TEXTO PARA LEER |

· · · ·

No se trata, entonces, de revelar el carácter social de las determinaciones naturales, como hace la ciencia social burguesa (saco en el que también hay que meter las vulgaridades teóricas de toda la plana del revisionismo), sino de revolucionar esas determinaciones naturales, dadas, espontáneas, mediante su progresiva y concéntrica digestión por el movimiento revolucionario, que es ya la sociedad comunista en germen y es ya la forma superior de la materia social, no reconociendo otro presupuesto más que a sí misma porque, de hecho, no lo tendrá.

Pero a los bolcheviques les estaba necesariamente vedado este paso de racionalización teórica de su experiencia ─que sólo el Ciclo concluso posibilita. Como venimos diciendo, aunque su praxis material ha desarrollado los elementos que nos permiten ordenar el movimiento revolucionario en base a una relación interna, su propio cuerpo estaba signado por la exterioridad, a la cual muy probablemente hay que añadir, como correlato ideológico decisivo que impidió esta racionalización, el paradigma cientificista heredado de la II Internacional[64]. El período que la conclusión del Gran Debate abre en la historia de nuestra clase no llega a generar la materia que él mismo anunciaba formalmente. Efectivamente, la urgencia por mantener y consolidar las mediaciones políticas que sostenían la dictadura del proletariado implicaba su reproducción, es decir, mantener y consolidar la relación externa entre la vanguardia y las masas como punto de partida inmediato para reanudar la ofensiva. De este modo, el Estado se consagra como la instancia decisiva en la que se juega la suerte del socialismo. De lo que se trataba era de que «el pueblo en armas» deviniese material y realmente el Estado, no quedando entonces otro contenido del mismo que ─recordemos a Engels─ sus funciones de administración y gestión.

Ahora bien, ese programa de homogeneización de los polos masas y Estado ─pareja que, como sabemos, apunta al sustrato profundo de la sociedad burguesa como su dialéctica ordenadora─ chocaba con la heterogeneidad que conformaba al sujeto revolucionario soviético. Y, en política, la forma que por excelencia encarna la heterogeneidad, la unión de elementos externos, es la alianza entre las clases, que en la Unión Soviética se materializaba en la alianza obrero-campesina. Y es que, mientras la otra forma principal de heterogeneidad-exterioridad, la existente entre la vanguardia y las masas, se podría resolver a largo plazo por la progresiva implicación de las segundas en el Estado hasta hacer prescindible la primera (motivo por el cual Stalin subordina el Partido del proletariado al Estado de la dictadura del proletariado), el extenso campesinado abandonado a las dinámicas económicas capitalistas de la NEP era el objeto sobre el cual tenía que actuar inmediatamente la vanguardia para asentar las condiciones políticas necesarias para reemprender la ofensiva socialista y abrir la puerta a la consolidación definitiva del Estado proletario, en la cual la industrialización vendría a fundir la política con la gestión económica por parte de la población.

· · · ·

DATOS DE ORIGEN |
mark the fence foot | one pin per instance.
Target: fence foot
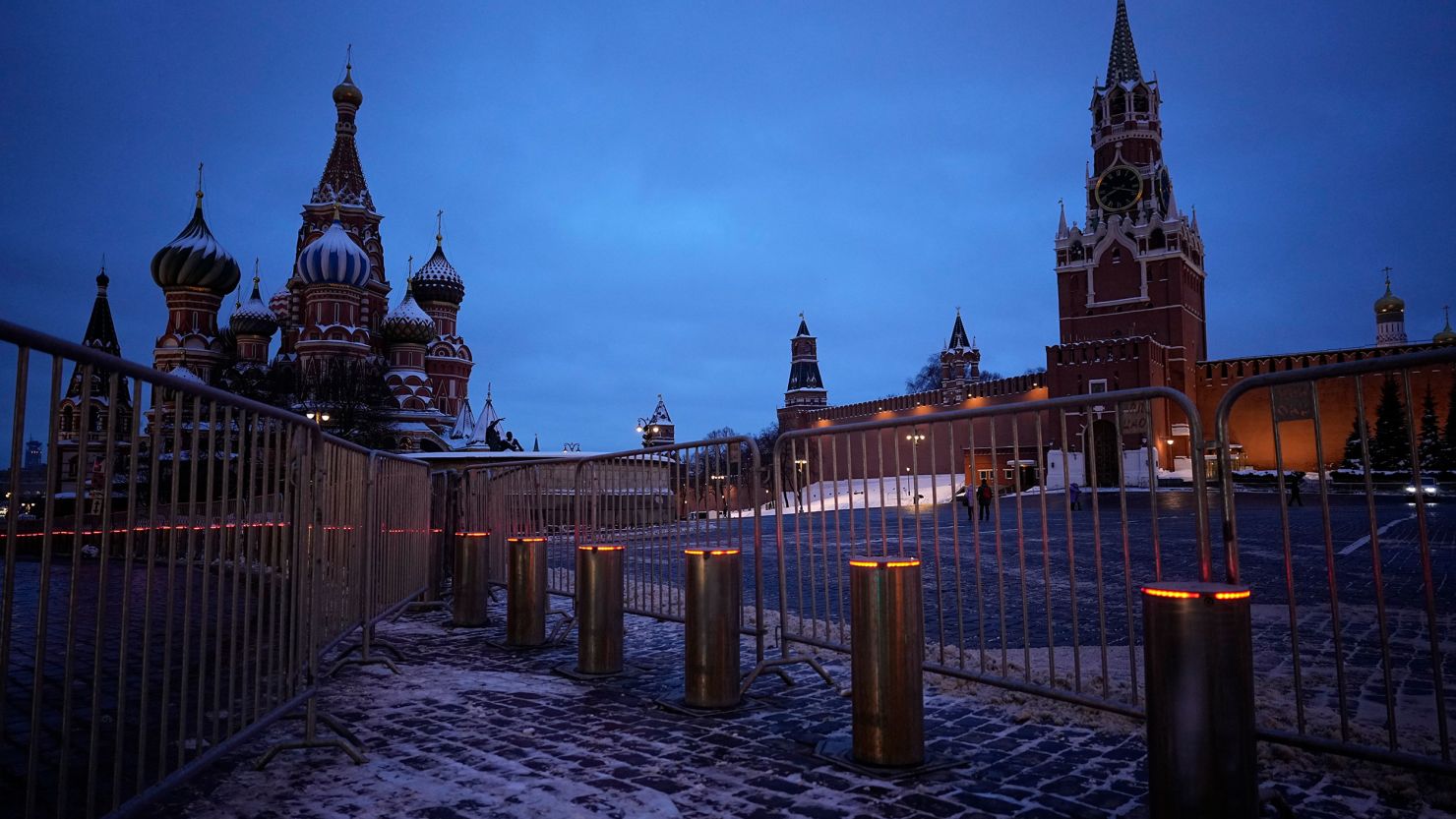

· · · ·

TAREA ASIGNADA | Devuelve sin cambios el fragmento del texto sobre la revolución soviética que comienza en las palabras "No se trata, entonces, de" y termina después de "no lo tendrá.". Los datos no tienen ningún papel aquí.

SOLUCIÓN PROPUESTA |
No se trata, entonces, de revelar el carácter social de las determinaciones naturales, como hace la ciencia social burguesa (saco en el que también hay que meter las vulgaridades teóricas de toda la plana del revisionismo), sino de revolucionar esas determinaciones naturales, dadas, espontáneas, mediante su progresiva y concéntrica digestión por el movimiento revolucionario, que es ya la sociedad comunista en germen y es ya la forma superior de la materia social, no reconociendo otro presupuesto más que a sí misma porque, de hecho, no lo tendrá.